As has been established by several leading figures in Game Studies, the cybernetic nature of games requires theories and frameworks developed for other media to be adapted, or re-invented, for the digital games. This is due to major differences in structures of characteristics between linear, non-interactive media and games, whose combination of algorithmic structures, audio-visual representation as well as their rules and mechanics share a symbiotic relationship with the minds that interact with them. This crucial distinction in form and experience applies to most areas of scrutiny when it comes to games. One of these key areas is narrative.

Narrative in video games has been one of the most hotly debated topics in Game Studies. While aspects of these theories apply to board games, there are considerable differences in the two media that call for a narrative theory of board games. Some of these differences include: the shared, social nature of board games, their taking place primarily in the minds of the players and their materiality, among others.

This collection seeks to explore key characteristics of narrative in board games from both theoretical and design perspectives that allow the reader to get a better handle of board game narrative useful for critical analysis and board game creation.

In the past ten years there has been a major surge in the board game world for games that have a strong narrative element. This is a departure from what was classically popular in the board game world. One of the reasons for this emphasis on the fictional and narrative aspects of board games are: the increasing prominence of crowdfunded board games that typically draw on visually rich and fictionally strong worlds to attract backers. This development has spread to audience expectations of board games more generally, not just crowd-funded ones, and thus there is an increased demand for more integration between mechanics and fiction and a decrease in the tolerance, and thus demand, for games whose fiction is a mere decorative wrapper around its mechanics.

Both the board game industry and academia are missing a multi-faceted approach, or robust conceptualization of board game narrative. While this collection focuses specifically on board games for the sake of rigor, the conceptualizations of narrative present within are also useful for other forms of analog games and related media, such as TTRPGs, LARPs and Immersive Theatre.

========================================================================

Resume the passage on narrative in board games, picking up right after its final sentence.

◆ **COLLECTED DATA**
========================================================================

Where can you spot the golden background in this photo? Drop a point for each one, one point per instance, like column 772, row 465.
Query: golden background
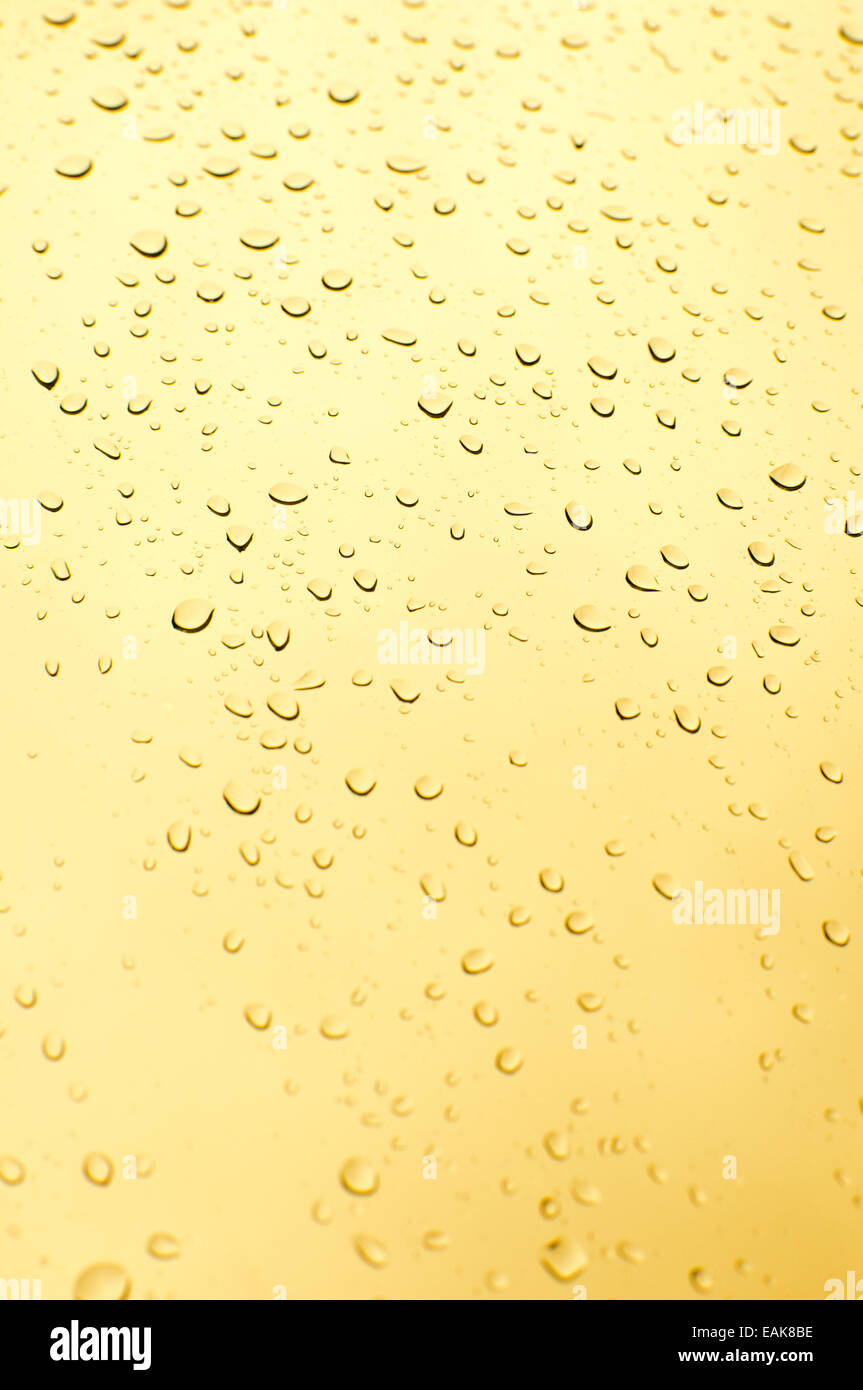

========================================================================

◆ **OUTPUT OF THE EXERCISE**
The collection invites contributions for this collection that focus on narrative in table-top board games. While reference to related media such as digital games, table-top RPGs, wargames, LARPs and other forms of physical games is agreeable, they should not be the primary focus of the submitted papers. Topics related to narrative, and ones which contribute to it such as: fiction, literariness, theme, role-playing, characterisation and so on are also welcome. It is worth noting that since there is a varied understanding of what game narrative is (ranging from narrative as a strictly formal property to one that is a more emergent and experiential phenomenon) authors are invited to incorporate as broad a notion of the concept as they like, as long as they qualify which school of thought they favor.

Contributions are welcome from a multiplicity of disciplines including: Game Studies, Literary Studies, Film Studies, Sociology, Anthropology, Psychology, HCI, Cultural Studies and others.

­­All manuscripts submitted to this Article Collection will undergo a full peer-review; the Guest Advisor for this Collection will not be handling the manuscripts (unless they are an Editorial Board member).

Please review the journal scope and author submission instructions prior to submitting a manuscript.

The deadline for submitting manuscripts is 27 March 2026.

Please contact Kristen Brida at kristen.brida@taylorandfrancis.com with any queries and discount codes regarding this Article Collection.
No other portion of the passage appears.